____ EXTRACTED TEXT
Bryan Stroth is currently a senior mass media major with an emphasis in advertising and a
minor in communications. He works part-time at Central National Bank after graduating he
plans on moving to Kansas City to work in advertising.
Jessica Zimlich is a junior mass media major with an emphasis in public relations. She grew
up in Topeka with her parents, two brothers, and two sisters. After she graduates, she plans
to move to Kansas City and pursue her career.
Jaycie is a senior at Washburn University. She is currently majoring in electronic media and
is interested in digital film editing or news reporting after graduating. Jaycie has a number
of academic awards, including: Phi Kappa Phi member, Lambda Pi Eta member, Society for
Collegiate Journalists member, President's Honor Roll and Sibberson Award Applicant. She
would eventually like to go back to graduate school to obtain her Master's Degree in fine
arts to teach at the collegiate level.
________
____ EXTRACTED INFORMATION
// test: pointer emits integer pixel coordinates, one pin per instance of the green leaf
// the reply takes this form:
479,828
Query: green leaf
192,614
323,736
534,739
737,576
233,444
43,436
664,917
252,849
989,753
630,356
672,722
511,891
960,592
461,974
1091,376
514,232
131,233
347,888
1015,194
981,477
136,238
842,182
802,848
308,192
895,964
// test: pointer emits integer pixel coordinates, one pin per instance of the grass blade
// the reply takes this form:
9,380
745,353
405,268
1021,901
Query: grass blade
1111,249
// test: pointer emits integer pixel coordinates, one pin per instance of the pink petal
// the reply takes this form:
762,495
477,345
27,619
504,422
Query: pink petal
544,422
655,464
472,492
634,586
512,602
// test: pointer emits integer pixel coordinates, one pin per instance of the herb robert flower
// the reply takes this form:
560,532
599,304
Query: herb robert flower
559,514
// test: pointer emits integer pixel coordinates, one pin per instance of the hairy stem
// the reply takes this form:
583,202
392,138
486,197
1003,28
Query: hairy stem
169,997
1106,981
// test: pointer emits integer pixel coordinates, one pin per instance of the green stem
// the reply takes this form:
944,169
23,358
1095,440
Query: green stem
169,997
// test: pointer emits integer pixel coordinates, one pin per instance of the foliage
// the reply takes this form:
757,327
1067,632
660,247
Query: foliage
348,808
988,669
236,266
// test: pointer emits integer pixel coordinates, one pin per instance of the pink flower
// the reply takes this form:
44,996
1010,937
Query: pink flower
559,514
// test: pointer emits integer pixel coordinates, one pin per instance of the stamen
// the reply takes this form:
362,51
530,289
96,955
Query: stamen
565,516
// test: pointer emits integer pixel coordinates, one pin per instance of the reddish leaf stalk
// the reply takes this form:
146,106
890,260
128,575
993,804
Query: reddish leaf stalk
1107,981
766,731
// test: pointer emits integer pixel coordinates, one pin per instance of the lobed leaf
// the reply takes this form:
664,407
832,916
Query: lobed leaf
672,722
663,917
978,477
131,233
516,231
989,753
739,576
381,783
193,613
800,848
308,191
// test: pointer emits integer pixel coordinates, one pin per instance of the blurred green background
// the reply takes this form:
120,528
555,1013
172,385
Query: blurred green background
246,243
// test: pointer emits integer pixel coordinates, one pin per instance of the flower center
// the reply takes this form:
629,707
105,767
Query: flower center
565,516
________
◆ **WHAT THIS EXERCISE ASKS**
a - In the student profiles, where does Jessica Zimlich plan to move after she graduates?
b - Write the next part of the student profiles, picking up after the last sentence.
The dataset entries have nothing to do with the tasks here.

◆ **RESPONSES FOR EACH TASK**
a - She plans to move to Kansas City.

b -
Justin is a lifelong resident of Topeka and is a student in electronic edia at Washburn
University. Looking forward to graduation in May 2010, Justin is eager to start a career in
News Journalism. When Justin is not spending time with his family, he enjoys participating
in independent film projects, as he is an aspiring film maker.
The Advertising Campaigns class, Mass Media Department and Washburn University
sincerely thank Charlie Lord, Jim Ogle, all Board Members and The YMCA of Topeka for
the opportunity to work on such an important and crucial undertaking. This semester long
project has been a unique opportunity and pleasure for both the students and faculty.